● AIM OF THE EXERCISE: Continue the biography of Air Vice-Marshal Harry Gill below from the point at which it ends.

— begin SELECTED PASSAGE —

Air Vice-Marshal Harry Gill CB OBE (30 October 1922 – 20 January 2008) also known Jimmy, was a British World War II fighter pilot who later rose as air vice-marshal and became the Director-General of Engineering and Supply Policy at the Ministry of Defence in 1976. He also received the King's Silver Medal at Bisley in 1951.

Biography

Early life

Gill was born on 30 October 1922 in Chesterfield, England. He moved to Newark-on-Trent as a child and was educated at Newark Technical College. He trained as a pilot in the United States, he flew Hurricanes (with 279 Sqn) during the war and Mosquito FB.VIs (with 4 Sqn) in the immediate post-war period. His Mosquito, TA 122, is being restored and will be displayed at the de Havilland Museum at London Colney. He died on 20 January 2008.

— end SELECTED PASSAGE —
— begin DATA BLOCK —

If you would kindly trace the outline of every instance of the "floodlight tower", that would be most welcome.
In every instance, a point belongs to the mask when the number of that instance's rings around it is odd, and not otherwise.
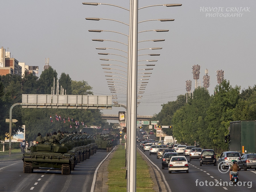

— end DATA BLOCK —

● IN RESPONSE:
Career

He was appointed OBE for his service in Aden during its evacuation in 1967. After his retirement, he remained closely associated with the Royal Air Force, serving for many years as president of the Newark Branch of the Royal Air Forces Association and he was also closely linked to the Air Training Corps (ATC), of which he was a member in his youth (with 47F Sqn at Grantham, when still an Air Defence Cadet Corps Squadron - forerunner of the ATC). In 1979, he retired from the RAF.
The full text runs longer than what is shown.